**Short problem**
Reproduce exactly, with no other output, every line of the data below from the line containing "Field-scouting request: tag every instance of the fallen leaf" to the end, inclusive.

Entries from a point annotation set

========

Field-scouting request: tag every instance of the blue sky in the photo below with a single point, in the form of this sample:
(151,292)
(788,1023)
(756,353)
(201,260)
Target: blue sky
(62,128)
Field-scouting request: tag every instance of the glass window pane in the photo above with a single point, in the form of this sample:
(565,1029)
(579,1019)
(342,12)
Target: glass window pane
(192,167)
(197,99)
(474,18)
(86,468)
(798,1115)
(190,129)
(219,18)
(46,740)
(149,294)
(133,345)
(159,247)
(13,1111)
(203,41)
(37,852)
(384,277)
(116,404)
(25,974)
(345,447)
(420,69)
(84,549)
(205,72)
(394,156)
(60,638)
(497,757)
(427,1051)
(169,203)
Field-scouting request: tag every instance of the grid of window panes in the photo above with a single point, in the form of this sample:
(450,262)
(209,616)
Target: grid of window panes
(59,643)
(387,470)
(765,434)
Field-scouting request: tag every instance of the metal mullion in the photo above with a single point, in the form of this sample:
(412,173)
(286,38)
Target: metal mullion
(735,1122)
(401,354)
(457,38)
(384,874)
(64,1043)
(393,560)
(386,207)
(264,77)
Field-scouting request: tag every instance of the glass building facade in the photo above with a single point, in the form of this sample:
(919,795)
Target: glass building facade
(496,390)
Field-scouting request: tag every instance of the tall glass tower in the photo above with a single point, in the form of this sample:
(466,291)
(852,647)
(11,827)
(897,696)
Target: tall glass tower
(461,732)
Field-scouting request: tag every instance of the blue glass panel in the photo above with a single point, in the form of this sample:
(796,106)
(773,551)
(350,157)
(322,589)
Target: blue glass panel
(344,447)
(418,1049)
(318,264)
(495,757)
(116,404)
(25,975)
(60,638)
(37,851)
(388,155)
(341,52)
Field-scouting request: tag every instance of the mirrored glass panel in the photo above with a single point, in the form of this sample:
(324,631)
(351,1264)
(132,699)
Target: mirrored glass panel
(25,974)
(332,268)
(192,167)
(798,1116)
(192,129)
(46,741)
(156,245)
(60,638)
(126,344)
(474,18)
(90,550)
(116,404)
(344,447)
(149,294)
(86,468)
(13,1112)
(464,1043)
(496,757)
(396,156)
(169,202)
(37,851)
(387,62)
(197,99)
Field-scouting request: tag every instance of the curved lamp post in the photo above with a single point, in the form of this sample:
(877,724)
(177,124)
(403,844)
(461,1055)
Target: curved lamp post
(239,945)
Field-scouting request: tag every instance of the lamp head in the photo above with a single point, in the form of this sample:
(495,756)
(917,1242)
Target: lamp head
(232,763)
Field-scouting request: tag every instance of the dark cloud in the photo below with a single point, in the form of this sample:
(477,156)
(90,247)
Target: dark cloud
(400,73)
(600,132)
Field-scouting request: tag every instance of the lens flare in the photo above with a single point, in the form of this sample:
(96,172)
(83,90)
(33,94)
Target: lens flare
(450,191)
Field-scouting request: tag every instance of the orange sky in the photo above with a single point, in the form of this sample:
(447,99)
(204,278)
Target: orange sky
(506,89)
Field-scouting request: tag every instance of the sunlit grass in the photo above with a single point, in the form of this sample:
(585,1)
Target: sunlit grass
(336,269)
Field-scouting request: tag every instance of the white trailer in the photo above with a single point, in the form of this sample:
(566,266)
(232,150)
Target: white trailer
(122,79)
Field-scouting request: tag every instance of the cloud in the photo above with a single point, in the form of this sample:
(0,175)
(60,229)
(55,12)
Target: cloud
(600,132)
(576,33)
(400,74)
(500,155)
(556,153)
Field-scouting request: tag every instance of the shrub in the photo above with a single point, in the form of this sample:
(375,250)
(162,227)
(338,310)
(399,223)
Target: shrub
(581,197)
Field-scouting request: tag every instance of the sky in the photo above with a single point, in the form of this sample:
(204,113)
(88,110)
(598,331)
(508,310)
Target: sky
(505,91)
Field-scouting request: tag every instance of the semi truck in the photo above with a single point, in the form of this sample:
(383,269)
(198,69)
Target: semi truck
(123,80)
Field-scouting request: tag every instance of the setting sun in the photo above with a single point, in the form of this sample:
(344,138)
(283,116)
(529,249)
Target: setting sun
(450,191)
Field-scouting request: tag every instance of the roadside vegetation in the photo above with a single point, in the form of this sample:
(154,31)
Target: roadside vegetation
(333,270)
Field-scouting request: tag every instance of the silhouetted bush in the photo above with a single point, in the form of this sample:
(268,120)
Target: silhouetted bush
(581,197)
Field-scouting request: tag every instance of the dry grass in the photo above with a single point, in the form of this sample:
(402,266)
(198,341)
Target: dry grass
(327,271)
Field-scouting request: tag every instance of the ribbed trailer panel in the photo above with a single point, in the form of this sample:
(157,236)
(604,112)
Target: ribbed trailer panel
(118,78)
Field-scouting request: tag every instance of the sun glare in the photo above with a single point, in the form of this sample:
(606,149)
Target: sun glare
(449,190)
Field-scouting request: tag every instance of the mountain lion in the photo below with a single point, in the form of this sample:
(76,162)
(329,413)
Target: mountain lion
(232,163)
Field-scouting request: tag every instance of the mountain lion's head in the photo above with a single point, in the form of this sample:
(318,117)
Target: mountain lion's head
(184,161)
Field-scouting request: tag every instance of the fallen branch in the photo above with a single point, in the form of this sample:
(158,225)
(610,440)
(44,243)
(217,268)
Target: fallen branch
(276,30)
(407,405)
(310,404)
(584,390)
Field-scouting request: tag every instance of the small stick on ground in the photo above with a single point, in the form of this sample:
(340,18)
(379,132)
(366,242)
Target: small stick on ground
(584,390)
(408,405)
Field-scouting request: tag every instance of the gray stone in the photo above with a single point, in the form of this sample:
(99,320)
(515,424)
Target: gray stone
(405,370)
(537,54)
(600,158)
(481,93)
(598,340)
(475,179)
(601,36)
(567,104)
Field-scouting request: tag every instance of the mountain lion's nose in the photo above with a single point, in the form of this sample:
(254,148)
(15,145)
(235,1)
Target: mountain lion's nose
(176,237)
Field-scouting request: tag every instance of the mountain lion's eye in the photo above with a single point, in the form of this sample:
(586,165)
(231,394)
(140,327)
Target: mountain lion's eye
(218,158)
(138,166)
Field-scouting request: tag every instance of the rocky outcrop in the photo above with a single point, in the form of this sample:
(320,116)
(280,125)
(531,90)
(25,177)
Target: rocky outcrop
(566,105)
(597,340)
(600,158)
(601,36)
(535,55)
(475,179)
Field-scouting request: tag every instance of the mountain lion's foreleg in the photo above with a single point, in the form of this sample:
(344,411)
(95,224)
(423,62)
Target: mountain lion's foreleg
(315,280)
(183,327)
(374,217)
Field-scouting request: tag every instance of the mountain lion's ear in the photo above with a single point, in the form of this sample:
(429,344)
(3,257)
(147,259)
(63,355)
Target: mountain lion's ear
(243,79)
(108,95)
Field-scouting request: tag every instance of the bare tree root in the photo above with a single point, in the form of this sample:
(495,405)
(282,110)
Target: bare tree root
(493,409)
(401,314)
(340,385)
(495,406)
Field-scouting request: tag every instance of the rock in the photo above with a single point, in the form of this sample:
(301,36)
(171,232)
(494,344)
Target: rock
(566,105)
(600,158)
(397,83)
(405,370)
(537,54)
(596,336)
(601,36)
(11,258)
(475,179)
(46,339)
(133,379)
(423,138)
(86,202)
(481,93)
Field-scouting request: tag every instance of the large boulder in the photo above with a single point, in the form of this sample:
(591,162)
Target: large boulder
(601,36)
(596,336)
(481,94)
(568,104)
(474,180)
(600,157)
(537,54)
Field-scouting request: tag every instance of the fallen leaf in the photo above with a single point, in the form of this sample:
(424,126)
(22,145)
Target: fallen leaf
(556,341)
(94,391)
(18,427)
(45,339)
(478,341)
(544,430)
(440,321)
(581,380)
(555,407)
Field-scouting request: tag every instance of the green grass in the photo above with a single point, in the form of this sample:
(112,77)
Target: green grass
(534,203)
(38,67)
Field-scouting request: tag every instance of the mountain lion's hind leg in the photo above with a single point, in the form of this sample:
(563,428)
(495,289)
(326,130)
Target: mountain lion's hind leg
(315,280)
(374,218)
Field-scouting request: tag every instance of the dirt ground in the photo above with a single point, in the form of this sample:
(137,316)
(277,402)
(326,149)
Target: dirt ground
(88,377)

========

**Expected answer**
Field-scouting request: tag every instance of the fallen leaf in the photo above with a single point, in the form of this sample:
(424,126)
(22,145)
Target: fallen leaf
(556,341)
(94,391)
(18,427)
(45,339)
(478,341)
(544,430)
(440,321)
(581,380)
(555,407)
Field-scouting request: tag every instance of the green grass in the photo above with a single point, in the form of this sample:
(112,77)
Target: green grass
(534,203)
(38,67)
Field-scouting request: tag every instance of the mountain lion's hind leg in the photo above with a single point, in the form of this sample:
(563,428)
(495,289)
(326,130)
Target: mountain lion's hind leg
(315,280)
(374,218)
Field-scouting request: tag every instance of the dirt ground in the photo above with a single point, in the form of this sample:
(137,316)
(277,402)
(326,149)
Target: dirt ground
(88,377)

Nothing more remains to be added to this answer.